▼

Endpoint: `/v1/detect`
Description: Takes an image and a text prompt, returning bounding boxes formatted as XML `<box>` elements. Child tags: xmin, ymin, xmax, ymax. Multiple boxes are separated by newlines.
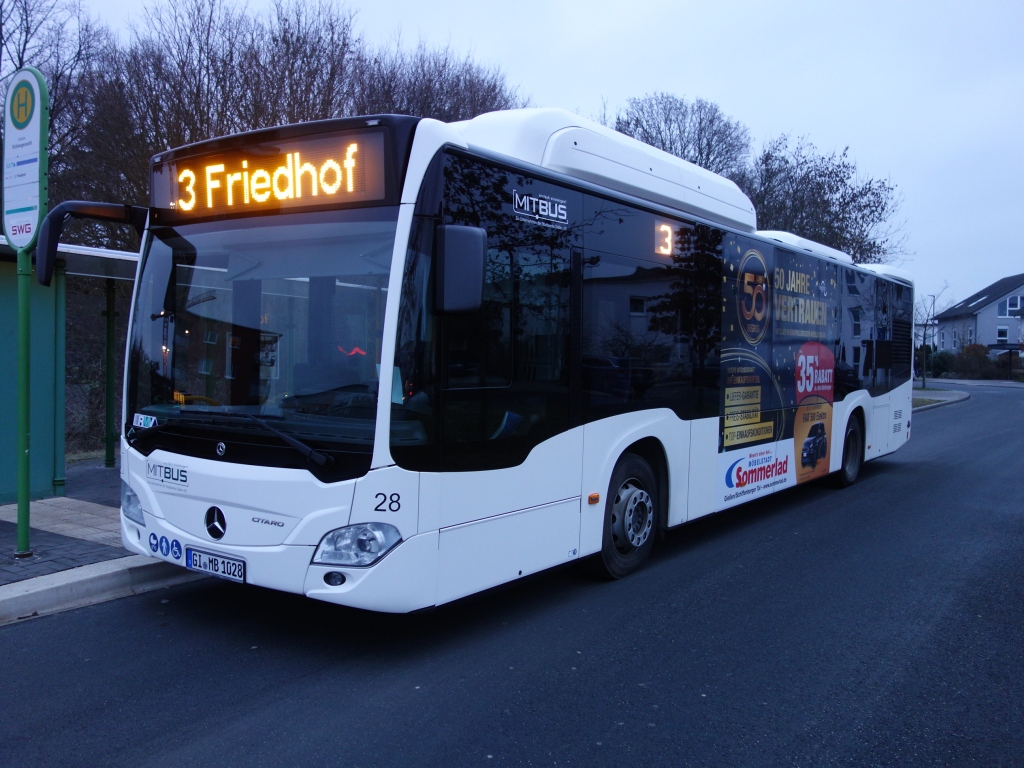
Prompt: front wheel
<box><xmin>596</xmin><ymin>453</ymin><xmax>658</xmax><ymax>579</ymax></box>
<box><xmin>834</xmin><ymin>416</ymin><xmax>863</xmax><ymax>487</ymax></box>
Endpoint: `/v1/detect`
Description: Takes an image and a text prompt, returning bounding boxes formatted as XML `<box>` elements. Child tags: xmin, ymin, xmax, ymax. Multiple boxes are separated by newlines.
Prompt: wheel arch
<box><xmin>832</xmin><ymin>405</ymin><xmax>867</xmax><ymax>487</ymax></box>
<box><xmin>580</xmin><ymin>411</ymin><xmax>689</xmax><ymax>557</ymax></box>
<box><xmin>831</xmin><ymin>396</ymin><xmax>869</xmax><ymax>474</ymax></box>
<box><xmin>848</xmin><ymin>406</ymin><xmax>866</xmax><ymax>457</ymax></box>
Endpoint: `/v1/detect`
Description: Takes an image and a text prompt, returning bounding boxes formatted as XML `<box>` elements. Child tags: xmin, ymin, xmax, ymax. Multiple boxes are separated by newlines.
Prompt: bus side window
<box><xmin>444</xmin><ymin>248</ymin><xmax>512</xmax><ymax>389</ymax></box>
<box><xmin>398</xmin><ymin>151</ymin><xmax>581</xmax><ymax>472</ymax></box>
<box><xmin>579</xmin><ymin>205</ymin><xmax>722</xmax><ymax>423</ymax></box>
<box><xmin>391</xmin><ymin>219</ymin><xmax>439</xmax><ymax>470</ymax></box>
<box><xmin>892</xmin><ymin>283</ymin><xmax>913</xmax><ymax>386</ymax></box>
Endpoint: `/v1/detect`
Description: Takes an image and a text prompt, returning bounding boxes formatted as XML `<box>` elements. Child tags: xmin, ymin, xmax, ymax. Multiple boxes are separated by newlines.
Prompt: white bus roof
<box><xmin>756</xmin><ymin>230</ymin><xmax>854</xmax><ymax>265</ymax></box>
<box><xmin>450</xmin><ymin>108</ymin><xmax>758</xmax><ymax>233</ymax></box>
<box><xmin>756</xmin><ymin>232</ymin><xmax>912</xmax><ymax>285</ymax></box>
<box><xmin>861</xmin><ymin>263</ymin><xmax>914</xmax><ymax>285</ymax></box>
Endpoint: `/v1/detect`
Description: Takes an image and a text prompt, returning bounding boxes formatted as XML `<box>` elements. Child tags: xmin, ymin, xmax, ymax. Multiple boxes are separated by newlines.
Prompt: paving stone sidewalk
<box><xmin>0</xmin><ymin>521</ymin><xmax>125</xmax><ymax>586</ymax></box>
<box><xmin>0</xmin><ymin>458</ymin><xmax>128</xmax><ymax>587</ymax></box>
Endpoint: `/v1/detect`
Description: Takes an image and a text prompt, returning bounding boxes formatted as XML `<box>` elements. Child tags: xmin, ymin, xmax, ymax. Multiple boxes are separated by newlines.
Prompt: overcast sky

▲
▼

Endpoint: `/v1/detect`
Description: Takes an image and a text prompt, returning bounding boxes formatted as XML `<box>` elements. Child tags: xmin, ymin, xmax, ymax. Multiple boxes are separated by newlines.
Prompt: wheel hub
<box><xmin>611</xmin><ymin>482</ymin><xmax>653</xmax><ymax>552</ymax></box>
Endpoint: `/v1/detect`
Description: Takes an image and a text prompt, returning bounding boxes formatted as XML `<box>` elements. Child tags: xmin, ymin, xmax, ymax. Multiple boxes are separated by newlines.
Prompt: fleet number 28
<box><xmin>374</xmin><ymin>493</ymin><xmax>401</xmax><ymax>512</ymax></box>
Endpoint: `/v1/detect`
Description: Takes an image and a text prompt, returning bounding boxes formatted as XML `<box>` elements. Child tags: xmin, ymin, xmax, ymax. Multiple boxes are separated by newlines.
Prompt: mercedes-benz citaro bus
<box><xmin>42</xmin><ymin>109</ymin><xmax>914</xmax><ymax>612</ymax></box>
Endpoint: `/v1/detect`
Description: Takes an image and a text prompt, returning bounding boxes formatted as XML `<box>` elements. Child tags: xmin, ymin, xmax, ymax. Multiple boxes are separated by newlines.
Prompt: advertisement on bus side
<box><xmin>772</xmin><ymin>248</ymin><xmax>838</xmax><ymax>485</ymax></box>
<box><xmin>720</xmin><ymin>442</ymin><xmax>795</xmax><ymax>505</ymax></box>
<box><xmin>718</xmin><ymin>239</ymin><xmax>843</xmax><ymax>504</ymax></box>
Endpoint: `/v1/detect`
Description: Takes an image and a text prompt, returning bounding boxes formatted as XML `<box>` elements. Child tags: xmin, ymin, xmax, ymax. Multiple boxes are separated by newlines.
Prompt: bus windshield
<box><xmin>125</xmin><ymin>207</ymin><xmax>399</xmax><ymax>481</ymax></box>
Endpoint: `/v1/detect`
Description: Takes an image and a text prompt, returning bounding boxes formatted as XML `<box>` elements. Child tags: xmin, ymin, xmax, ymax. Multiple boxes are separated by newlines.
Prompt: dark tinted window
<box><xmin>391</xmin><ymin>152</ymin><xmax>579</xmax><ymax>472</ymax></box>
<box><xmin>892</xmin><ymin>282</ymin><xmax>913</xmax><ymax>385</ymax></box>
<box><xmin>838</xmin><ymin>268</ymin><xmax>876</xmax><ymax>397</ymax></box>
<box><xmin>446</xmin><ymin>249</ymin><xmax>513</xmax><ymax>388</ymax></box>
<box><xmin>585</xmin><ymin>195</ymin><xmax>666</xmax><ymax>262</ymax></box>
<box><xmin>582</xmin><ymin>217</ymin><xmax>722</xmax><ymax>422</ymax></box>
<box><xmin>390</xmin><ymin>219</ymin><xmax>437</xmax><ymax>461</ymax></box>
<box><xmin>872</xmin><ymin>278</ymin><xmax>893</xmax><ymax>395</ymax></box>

▲
▼

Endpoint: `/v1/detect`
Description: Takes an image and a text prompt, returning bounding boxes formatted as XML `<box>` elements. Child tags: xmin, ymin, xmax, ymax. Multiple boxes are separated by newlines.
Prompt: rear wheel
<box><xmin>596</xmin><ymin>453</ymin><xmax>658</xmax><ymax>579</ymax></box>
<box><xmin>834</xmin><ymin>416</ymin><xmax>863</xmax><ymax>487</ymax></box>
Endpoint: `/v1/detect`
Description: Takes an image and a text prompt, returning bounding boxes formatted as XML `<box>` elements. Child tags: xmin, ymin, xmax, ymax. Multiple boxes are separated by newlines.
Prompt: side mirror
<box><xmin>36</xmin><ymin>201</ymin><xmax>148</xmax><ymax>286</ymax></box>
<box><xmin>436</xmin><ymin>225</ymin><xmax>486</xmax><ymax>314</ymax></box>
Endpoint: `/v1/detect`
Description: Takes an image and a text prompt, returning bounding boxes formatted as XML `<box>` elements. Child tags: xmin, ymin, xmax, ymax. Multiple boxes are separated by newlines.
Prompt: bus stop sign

▲

• _About this exercise_: From the data above, output only the lines between the line containing "Prompt: rear wheel" and the line containing "Prompt: bus stop sign", inclusive, exactly as written.

• _Output_:
Prompt: rear wheel
<box><xmin>596</xmin><ymin>453</ymin><xmax>658</xmax><ymax>579</ymax></box>
<box><xmin>834</xmin><ymin>416</ymin><xmax>863</xmax><ymax>487</ymax></box>
Endpoint: `/v1/detect`
Description: Takes an image and a text prompt, returning bounding boxes formatted as XML `<box>` elements. Child tags: xmin, ymin, xmax, ymax. Multiple boxes are separated by newlines.
Prompt: side mirror
<box><xmin>36</xmin><ymin>201</ymin><xmax>148</xmax><ymax>286</ymax></box>
<box><xmin>436</xmin><ymin>225</ymin><xmax>486</xmax><ymax>314</ymax></box>
Endpoint: `/v1/detect`
Description: Takes an image and a text prompt, returning bounding boxes formatted as XML `<box>` elements. Child tags: xmin, ymin, xmax, ymax. Multiple boxes are separated by newlines.
Prompt: bus stop sign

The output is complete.